LIST OF TASKS -
1. In the water safety article, why does the tip "Put emergency plans in place" recommend choosing a designated word for children to shout? Answer in one to three sentences.
2. Extend the water safety article beyond its last sentence.

PASSAGE TO READ -
"I saved a drowning toddler - here are the things I need all parents to remember"
Three of the eight drownings in Ireland over the last week were children under 15.
The past few weeks have taught us how terrifyingly fast a fun day out at the water can end in tragedy.
As trips to the beach or the pool are a regular occurrence for families in the summer, children can easily becoming drowning victims.
Water Safety Ireland states thirty children aged fourteen and under were victims of drownings in the span of ten years. Out of the eight drownings in Ireland over the past week, three were children under 15, and one was a mother who died trying to save her child from the water.
It's therefore so important for supervisors and swimmers alike to be aware of how quickly a family fun day can take a dangerous turn.
US-based life coach Krista-Lynn Landolfi almost had first hand experience with this when a day at the pool turned into a rescue mission.
Krista-Lynn witnessed a 22-month-old boy fall into a hot tub and get trapped under his tricycle whilst playing with his brothers. Though the three boys had been wearing life jackets, she had kept an eye on them anyway as they zoomed around since nobody else appeared to be watching them.
"The boy was fully submerged under water, trapped between the hot tub seat and his large plastic tricycle, which was too heavy for him to push off," she wrote in Today's Parent.
"All you could see was one tiny foot flailing in the air, a couple inches above the water, as he fought to save his own life... if you'd missed him flip into the water, it would have just looked like a floating toy."
She raced to save the boy and jumped into the water fully-clothed before getting him out. As he was coughing, she tipped him over her knee and patted his back as he spit up water.
After returning the child to his grandfather, Krista-Lynn was thanked by his 6-year-old-brother who had tried to help him but couldn't.
Reflecting on the traumatic afternoon, she has some pointers for parents when it comes to children's water safety.
1. A village mentality can be more of a hazard then a help
Nobody apart from Krista-Lynn noticed the little boy's fall into the water despite the swarms of people – including the boy's mother – nearby. A village mentality that allows people to think everyone's watching everyone else can actually mean nobody is effectively being watched, or that someone is bound to fall through the cracks.
2. The briefest of distractions can lead to tragedy
Water can obstruct a child's airway so quickly that they can drown in a matter of seconds. This could be the time you root through your bag for suncream, turn to talk to a partner or family member, or send a text on your phone.
3. Other children are not the best supervisors
Like the 6-year-old who tried to save his toddler brother before Krista-Lynn got to him, children can't be expected to keep as close an eye on another child as an adult. Children are more likely to get distracted for a first, and are less mentally and physically equipped to help when accidents do happen. In thinking your older children will look after their younger siblings without your watchful eye, you could actually be putting all of the kids in danger.
4. Put emergency plans in place
Swimming lessons from a young age gives everyone a fighting chance in the water, but kids also need educating on the dangers water presents both to make them more vigilant in their own water activity and in recognising when someone else is in trouble. As kids can have a hard time formulating sentences when scared or panicked, deciding on a designated word like "help" or "danger" for them to shout while pointing at those in danger will help them manage to get the message across.

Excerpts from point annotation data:
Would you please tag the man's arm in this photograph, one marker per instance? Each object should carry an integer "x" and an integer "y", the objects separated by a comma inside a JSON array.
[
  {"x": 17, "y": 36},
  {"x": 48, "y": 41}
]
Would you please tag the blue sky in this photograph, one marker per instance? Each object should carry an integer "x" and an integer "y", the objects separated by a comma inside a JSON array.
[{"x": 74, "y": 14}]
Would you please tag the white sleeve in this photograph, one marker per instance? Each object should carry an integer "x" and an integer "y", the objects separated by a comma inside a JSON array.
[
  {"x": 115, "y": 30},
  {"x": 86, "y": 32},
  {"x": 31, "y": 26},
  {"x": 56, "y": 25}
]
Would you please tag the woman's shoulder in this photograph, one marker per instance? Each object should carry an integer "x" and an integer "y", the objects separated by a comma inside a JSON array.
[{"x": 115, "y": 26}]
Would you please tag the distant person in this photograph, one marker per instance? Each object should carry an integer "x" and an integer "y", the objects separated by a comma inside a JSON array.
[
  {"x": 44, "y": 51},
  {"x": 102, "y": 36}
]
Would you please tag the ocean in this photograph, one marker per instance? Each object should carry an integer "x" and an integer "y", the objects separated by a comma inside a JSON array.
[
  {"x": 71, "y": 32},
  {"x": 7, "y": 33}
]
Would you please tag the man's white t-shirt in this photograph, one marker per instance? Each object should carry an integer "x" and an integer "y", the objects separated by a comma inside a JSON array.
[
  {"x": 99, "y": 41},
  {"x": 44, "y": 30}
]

OUTPUTS FOR THE TASKS -
1. Children can struggle to form sentences when they are scared or panicked. A word agreed on in advance, such as "help" or "danger," shouted while pointing at the person in trouble, lets them get the message across.

2.
5. Life jackets and other floating devices can give a false sense of security
Arm bands, lilos and other inflatables should not be considered as safety devices that will protect your child from drowning. They could burst, deflate, your child could take them off – and in the case of rings or lilos, your child could fall off them and end up trapped underneath them in the water. Life jackets offer the best protection – but your child still requires supervision whilst wearing one.
6. Regardless of depth, no body of water is 100% safe
Because of how large a child's head is in comparison to their body – particularly when it comes to toddlers and babies – its weight is heavy. This means it's hard for kids to lift their heads up out of the water quickly when it's submerged. So regardless of how shallow a pool is, if a child's mouth and nose is under the water, their airways are blocked and they can drown.
7. "Help" and wild thrashing isn't guaranteed
Krista-Lynn pointed out that the boy she saved wasn't creating enough of a scene for those who missed his fall to notice. This is apparently common in cases of drownings, as Water Safety Ireland states that drownings often happen "quickly and silently." Be aware of kids who seem to be bobbing up and down with widened eyes.
8. Designate water watchers
It's important for there to always be a 100% dedicated supervisor to swimming children at all times. No phones, no head-turning conversations, no distraction of any kind. If you need to take a break or leave your post for whatever reason, make sure someone else is there to take your place. This airline safety tip works well when it comes to supervising kids in the water.
9. Keep wheels at bay
The boy Krista-Lynn saved from drowning fell into the water after zooming around the pool with his brothers. It's so easy for kids on tricycles, peddle cars, scooters, skateboards, roller skates and so on to swerve or miss a corner and go flying into the pool. Worse still, such wheeled devices can weigh the child down and trap them underwater, as was the case with the toddler from Krista-Lynn's story.
10. Know when to not keep your nose out
If Krista-Lynn hadn't have intervened, that toddler would have drowned. It's easy for parents or guardians to get distracted for a brief moment, and in that moment, anything can happen. This is where the village mentality should kick in, and you should act as fast as you would hope someone else would if your child was the one in danger.
"Had I waited a second longer, anticipating the boy's parents or someone closer would have rescued him, or done nothing fearing I'd look overly dramatic for running to his aid, the toddler I saved very likely would have died by drowning," Krista-Lynn says.